## RECORDS SHOWN:

=== Section Start ===

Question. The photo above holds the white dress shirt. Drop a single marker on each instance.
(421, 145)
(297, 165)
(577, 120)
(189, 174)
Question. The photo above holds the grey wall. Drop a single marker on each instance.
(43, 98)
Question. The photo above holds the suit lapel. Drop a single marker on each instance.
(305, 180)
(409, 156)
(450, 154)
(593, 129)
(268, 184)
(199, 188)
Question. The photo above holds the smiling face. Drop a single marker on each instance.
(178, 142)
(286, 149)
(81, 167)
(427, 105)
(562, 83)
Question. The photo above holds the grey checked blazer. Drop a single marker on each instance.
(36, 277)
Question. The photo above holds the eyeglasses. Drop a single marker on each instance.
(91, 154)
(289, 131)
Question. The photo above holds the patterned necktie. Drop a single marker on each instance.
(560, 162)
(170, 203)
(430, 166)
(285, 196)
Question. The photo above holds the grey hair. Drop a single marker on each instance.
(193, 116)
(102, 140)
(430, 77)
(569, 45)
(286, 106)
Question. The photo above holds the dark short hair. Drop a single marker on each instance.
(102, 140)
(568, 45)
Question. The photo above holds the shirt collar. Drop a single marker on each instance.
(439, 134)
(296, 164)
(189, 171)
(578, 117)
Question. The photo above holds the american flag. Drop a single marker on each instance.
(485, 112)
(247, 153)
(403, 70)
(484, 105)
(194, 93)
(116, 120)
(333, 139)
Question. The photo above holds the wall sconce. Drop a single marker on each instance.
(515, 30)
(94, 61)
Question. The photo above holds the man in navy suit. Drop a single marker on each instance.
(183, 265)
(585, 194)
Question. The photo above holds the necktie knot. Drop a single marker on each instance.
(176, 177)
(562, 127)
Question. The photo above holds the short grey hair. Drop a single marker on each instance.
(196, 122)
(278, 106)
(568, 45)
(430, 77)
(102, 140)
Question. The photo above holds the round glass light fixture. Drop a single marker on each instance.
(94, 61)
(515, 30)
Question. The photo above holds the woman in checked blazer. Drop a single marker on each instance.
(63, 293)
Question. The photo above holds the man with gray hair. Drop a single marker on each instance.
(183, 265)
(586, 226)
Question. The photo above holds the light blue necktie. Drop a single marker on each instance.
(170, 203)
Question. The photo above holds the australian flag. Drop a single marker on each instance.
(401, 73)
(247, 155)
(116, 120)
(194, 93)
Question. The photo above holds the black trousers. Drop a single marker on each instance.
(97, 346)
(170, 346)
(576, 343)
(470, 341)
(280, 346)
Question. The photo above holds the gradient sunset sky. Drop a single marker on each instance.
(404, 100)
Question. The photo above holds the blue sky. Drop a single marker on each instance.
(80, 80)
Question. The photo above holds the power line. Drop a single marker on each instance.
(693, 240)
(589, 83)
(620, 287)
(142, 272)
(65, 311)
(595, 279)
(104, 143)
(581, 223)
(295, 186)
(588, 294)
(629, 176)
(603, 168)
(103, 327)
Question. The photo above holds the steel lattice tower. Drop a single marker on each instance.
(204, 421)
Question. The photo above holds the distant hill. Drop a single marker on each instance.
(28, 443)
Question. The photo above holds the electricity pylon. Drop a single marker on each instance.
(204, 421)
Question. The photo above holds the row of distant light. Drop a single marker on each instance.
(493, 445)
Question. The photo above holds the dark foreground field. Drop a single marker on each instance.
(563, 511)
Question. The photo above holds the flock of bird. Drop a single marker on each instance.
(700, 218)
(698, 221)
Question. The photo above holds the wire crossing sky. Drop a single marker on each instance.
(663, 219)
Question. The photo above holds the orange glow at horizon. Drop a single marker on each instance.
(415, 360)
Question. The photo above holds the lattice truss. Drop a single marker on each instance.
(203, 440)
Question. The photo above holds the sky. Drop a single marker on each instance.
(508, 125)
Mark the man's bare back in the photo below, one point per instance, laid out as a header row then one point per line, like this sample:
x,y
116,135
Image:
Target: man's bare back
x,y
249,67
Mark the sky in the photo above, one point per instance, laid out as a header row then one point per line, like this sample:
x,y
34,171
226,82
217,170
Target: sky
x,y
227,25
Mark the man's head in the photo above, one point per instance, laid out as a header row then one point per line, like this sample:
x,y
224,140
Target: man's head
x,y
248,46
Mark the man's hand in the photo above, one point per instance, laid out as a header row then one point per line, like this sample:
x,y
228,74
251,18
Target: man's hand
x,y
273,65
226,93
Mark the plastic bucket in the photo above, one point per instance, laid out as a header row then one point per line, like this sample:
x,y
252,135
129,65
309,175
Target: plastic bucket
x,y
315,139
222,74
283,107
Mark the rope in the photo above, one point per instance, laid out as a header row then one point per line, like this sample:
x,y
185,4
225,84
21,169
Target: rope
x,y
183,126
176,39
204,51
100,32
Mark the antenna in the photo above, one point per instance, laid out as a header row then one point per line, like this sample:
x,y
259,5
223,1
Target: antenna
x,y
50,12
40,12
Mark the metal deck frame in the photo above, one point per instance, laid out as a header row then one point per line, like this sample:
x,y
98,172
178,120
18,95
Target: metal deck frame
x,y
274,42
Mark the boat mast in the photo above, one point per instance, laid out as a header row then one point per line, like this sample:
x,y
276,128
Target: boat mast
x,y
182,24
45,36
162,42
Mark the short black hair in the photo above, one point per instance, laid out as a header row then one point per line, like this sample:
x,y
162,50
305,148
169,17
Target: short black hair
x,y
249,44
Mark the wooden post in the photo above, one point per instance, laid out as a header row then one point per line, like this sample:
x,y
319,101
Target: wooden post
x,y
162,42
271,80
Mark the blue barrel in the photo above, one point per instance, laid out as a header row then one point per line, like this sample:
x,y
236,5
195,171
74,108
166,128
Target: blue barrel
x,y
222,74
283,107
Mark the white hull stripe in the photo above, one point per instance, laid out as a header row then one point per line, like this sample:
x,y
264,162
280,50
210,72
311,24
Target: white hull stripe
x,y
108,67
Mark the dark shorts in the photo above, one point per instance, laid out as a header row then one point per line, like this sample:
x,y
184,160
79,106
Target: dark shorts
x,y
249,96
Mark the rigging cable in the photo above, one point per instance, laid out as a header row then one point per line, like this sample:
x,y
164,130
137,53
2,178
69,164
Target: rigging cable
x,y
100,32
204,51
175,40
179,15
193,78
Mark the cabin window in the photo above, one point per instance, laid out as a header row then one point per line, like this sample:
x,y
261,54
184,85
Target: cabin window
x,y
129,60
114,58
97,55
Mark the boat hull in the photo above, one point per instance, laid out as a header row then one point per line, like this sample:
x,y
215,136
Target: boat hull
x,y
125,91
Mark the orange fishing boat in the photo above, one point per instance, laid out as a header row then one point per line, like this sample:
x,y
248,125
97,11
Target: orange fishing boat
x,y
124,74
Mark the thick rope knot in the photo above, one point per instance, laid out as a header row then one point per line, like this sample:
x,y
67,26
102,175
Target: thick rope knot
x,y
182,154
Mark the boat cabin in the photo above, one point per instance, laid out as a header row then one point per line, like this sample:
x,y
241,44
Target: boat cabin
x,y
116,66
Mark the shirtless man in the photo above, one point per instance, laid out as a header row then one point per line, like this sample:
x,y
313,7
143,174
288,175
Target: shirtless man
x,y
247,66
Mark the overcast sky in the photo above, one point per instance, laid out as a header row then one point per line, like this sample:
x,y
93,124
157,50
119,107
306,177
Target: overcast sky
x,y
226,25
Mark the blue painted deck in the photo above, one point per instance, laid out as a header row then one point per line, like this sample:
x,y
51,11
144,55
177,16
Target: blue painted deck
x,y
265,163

=== Section End ===
=== Section Start ===

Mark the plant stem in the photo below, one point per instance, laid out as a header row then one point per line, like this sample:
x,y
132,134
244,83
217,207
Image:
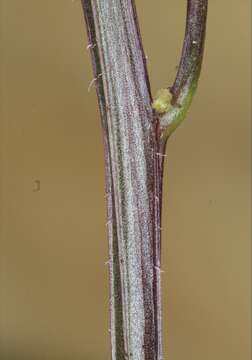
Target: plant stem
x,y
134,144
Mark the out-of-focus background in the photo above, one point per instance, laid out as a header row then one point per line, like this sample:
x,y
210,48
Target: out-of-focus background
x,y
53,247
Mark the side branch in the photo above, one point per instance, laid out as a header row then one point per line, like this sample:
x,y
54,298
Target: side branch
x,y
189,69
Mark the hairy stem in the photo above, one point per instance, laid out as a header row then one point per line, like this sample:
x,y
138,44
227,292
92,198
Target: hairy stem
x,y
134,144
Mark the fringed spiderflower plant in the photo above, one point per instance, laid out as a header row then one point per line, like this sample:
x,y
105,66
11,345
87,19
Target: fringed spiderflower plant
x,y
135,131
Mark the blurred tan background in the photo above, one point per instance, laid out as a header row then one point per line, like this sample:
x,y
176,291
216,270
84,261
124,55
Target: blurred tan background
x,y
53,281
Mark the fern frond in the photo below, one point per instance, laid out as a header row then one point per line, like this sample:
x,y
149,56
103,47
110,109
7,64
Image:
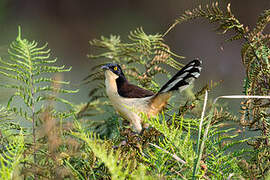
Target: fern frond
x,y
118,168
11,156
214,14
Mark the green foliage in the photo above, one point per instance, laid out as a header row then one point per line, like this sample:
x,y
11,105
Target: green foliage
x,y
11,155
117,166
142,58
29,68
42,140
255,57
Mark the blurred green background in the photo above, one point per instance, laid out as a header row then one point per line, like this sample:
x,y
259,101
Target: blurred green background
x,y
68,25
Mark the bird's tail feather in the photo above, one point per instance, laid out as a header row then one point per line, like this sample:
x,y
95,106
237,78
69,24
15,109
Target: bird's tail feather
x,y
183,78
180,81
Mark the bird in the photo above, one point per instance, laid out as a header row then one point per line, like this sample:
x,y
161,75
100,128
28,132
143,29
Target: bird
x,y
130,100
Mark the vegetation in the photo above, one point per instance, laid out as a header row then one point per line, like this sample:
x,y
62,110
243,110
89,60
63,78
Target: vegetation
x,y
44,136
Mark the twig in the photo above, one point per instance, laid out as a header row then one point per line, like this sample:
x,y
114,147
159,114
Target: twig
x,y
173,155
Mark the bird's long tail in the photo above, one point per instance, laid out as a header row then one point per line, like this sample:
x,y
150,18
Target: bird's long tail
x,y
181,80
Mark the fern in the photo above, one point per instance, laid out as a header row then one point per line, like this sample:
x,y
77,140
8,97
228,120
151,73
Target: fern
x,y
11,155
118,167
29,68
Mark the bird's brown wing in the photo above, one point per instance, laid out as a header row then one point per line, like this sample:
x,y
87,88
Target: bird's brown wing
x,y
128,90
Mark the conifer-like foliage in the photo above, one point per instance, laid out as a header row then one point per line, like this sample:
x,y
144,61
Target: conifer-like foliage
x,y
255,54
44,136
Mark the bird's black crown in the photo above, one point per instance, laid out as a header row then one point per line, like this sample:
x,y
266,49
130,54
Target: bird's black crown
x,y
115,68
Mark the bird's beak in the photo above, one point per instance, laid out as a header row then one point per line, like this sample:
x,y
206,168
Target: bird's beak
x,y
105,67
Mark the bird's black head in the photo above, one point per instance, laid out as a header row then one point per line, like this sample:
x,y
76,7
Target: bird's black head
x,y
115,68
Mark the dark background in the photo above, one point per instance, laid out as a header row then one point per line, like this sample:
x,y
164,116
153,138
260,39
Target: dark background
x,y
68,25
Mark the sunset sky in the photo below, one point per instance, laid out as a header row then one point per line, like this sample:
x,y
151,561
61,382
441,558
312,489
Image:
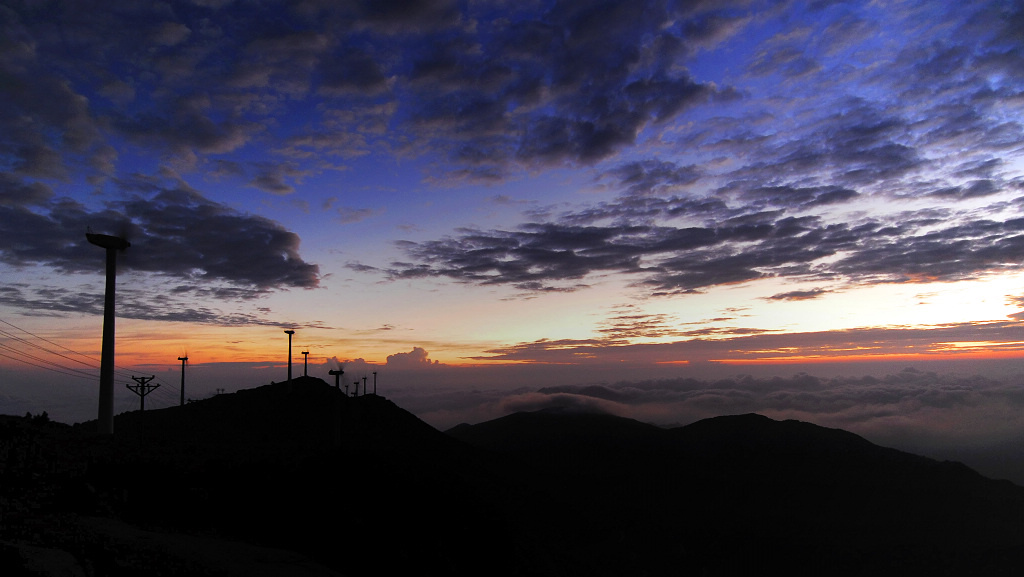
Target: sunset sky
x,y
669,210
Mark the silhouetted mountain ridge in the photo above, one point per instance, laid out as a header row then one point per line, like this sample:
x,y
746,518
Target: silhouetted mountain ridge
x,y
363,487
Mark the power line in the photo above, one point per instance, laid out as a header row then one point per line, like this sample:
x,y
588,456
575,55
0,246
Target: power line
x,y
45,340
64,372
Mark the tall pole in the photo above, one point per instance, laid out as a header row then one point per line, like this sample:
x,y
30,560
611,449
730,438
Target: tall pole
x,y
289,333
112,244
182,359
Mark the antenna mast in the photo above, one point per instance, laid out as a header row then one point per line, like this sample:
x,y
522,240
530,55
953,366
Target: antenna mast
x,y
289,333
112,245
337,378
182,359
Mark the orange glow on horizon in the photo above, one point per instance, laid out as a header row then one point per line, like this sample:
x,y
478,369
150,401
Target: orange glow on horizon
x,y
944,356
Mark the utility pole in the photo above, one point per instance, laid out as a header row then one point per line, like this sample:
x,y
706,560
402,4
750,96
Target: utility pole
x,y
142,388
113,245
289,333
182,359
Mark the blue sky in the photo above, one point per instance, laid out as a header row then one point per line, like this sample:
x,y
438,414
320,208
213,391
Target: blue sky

=== Section End ===

## PROBLEM REQUIREMENTS:
Copy the entries above exactly, but only from the line holding "Target: utility pole" through the line holding "Target: blue sky", both included.

## EXERCISE ANSWER:
Target: utility pole
x,y
142,388
113,245
289,333
182,359
Mark the blue sky in the photo above, one point per instance, laid out as a header row then one point per line, like this sample:
x,y
438,414
320,208
213,391
Target: blue sky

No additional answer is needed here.